What the exercise asks
Print verbatim every line starting at the one that contains "Target: porsche headlight" and ending at the final line of the records; include both endpoints.

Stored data
********************
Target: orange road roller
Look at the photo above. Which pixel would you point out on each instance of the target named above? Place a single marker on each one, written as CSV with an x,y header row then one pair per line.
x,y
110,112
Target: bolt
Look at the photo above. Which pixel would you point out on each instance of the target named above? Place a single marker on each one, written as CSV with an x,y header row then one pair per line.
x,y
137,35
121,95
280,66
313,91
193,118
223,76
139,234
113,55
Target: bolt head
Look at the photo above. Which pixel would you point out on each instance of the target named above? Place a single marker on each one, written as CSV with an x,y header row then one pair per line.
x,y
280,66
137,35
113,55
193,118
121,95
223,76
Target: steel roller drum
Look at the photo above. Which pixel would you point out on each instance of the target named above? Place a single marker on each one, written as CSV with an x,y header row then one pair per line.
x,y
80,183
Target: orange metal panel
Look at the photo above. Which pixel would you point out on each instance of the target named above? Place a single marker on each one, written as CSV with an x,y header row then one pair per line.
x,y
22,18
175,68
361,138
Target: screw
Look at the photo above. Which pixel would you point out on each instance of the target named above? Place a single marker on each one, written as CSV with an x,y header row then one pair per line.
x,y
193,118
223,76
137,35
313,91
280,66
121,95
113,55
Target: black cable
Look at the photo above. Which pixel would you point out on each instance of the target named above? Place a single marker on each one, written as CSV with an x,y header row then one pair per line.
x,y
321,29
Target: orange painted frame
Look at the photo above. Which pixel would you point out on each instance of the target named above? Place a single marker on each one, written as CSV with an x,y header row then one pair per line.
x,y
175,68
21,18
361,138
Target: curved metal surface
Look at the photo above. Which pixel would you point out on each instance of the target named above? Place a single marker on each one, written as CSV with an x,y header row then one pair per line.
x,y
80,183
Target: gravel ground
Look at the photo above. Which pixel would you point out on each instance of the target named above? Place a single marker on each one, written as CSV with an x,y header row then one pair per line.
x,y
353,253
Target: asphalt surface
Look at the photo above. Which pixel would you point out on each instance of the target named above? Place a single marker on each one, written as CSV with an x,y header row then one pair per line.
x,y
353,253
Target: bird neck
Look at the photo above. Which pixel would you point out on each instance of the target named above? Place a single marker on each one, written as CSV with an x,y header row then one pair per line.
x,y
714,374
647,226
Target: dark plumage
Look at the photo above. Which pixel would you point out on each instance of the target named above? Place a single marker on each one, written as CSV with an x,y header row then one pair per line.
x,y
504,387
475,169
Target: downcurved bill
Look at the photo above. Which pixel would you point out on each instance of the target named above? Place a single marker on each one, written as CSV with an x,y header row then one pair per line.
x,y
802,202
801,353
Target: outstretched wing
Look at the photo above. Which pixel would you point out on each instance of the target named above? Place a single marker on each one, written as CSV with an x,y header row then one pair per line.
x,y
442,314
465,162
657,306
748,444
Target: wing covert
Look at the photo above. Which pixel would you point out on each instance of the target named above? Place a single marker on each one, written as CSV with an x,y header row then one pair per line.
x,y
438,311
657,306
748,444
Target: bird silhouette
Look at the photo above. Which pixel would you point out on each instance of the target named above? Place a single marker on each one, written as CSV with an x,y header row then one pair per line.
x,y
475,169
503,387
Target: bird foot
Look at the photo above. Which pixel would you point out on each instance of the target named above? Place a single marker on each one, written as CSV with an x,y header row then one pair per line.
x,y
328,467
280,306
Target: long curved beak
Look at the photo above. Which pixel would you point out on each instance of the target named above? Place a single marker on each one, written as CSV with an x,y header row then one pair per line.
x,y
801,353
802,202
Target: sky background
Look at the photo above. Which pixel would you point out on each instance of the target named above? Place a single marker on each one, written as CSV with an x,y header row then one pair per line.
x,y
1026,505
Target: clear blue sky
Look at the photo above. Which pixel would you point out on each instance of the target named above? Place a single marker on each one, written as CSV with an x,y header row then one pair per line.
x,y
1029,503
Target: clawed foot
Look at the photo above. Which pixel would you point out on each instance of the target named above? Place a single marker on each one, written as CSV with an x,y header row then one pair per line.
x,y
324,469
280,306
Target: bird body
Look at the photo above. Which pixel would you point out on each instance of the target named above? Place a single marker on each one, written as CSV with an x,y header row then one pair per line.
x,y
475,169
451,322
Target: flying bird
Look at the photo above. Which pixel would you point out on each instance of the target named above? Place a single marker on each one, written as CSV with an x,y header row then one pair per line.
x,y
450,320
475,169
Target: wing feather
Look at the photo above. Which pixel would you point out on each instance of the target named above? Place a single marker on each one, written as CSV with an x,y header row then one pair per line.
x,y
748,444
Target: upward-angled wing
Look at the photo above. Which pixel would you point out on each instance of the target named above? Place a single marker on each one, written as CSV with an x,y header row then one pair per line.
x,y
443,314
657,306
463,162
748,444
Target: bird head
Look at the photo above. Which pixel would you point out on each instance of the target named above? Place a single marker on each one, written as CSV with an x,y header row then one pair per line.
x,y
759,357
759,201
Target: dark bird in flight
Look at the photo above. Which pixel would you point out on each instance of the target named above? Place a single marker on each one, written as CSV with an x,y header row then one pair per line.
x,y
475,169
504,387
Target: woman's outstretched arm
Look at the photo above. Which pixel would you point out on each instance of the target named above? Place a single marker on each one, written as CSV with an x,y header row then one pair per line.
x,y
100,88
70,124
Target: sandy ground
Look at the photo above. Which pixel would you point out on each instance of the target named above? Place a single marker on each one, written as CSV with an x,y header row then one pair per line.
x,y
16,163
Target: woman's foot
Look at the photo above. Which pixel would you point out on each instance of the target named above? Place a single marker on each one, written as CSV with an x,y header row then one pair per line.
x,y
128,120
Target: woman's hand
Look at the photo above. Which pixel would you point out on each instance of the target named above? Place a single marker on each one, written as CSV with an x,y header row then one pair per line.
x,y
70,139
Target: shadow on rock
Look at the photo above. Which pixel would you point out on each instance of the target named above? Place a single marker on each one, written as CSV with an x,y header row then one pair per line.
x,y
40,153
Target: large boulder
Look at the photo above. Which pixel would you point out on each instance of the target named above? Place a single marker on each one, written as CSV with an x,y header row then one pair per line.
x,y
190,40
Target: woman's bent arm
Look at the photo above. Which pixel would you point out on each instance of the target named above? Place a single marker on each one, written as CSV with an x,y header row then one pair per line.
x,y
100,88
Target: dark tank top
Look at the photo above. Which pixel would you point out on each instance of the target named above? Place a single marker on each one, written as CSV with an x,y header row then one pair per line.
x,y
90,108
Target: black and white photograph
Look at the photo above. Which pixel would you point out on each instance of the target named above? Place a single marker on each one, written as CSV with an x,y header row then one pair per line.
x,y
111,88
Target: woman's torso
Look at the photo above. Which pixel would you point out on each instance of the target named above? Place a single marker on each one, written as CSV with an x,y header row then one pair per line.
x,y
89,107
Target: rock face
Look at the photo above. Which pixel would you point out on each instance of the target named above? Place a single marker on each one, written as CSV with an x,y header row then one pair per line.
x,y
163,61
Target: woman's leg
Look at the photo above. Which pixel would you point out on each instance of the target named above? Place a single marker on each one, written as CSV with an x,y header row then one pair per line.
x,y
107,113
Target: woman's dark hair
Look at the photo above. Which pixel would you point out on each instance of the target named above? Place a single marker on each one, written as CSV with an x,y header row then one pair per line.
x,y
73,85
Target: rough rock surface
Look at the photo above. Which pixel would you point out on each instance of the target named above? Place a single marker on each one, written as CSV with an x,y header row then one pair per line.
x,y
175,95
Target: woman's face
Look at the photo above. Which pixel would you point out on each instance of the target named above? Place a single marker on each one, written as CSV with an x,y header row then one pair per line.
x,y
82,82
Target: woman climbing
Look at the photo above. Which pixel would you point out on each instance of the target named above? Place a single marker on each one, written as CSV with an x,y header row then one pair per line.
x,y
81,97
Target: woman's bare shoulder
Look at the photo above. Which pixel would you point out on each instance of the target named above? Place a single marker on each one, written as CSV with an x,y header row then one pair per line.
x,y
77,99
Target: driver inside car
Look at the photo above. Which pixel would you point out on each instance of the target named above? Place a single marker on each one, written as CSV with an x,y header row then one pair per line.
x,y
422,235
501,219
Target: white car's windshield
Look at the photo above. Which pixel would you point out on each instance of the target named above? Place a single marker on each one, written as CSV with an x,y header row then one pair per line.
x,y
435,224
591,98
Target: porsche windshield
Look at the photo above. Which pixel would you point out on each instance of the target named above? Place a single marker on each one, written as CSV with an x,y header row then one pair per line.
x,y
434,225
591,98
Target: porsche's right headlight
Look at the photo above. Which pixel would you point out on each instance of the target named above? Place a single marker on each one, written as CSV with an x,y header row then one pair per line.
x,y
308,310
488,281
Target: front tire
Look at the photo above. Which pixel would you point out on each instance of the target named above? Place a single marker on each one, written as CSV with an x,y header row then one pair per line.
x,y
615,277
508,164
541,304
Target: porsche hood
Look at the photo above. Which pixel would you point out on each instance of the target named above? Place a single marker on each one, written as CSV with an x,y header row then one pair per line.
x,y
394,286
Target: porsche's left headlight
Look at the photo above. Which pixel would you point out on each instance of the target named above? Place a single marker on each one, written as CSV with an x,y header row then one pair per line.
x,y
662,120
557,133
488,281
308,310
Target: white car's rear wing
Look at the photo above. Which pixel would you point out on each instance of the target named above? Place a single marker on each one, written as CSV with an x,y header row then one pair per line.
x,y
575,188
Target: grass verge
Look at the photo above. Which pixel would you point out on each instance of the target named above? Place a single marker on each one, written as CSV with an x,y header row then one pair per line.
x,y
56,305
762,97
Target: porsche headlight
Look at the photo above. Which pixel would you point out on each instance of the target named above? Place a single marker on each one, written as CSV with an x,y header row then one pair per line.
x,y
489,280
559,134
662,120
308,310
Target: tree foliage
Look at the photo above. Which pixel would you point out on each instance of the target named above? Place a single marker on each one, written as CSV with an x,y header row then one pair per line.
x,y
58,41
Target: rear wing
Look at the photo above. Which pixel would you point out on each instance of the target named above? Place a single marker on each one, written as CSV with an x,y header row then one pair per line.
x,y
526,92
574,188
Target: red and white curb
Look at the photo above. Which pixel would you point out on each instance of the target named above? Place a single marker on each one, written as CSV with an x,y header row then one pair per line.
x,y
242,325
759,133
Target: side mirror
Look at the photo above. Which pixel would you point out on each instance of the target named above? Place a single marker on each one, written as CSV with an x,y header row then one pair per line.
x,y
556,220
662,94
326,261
********************
Response to the exercise
Target: porsche headlight
Look at the photo above. Which pixel would you point out on each instance of the target named above? Place a single marker on each one, written as CSV with an x,y header row then one pair per line.
x,y
489,280
559,134
662,120
308,310
Target: tree foliage
Look at the photo above. Which pixel would you point out on each instance of the target named above? Place a single marker on each one, written as CSV with an x,y header row then one pair per line.
x,y
58,41
Target: rear wing
Look at the photo above. Which pixel would you point out on each instance of the target named above? Place a single marker on each one, written as CSV with an x,y header row then one pair per line.
x,y
526,92
574,188
Target: red and white curb
Look at the photo above. Which pixel would you point out on each instance of the target named above? Place a single marker on each one, written as CSV with an x,y header row then one pair per line.
x,y
242,325
759,133
Target: side mirror
Look at the photo above. Which pixel would you point out on each instance of the target named above? Place a single marker on each one, written as CSV with an x,y header row then one pair per line.
x,y
556,220
662,94
326,261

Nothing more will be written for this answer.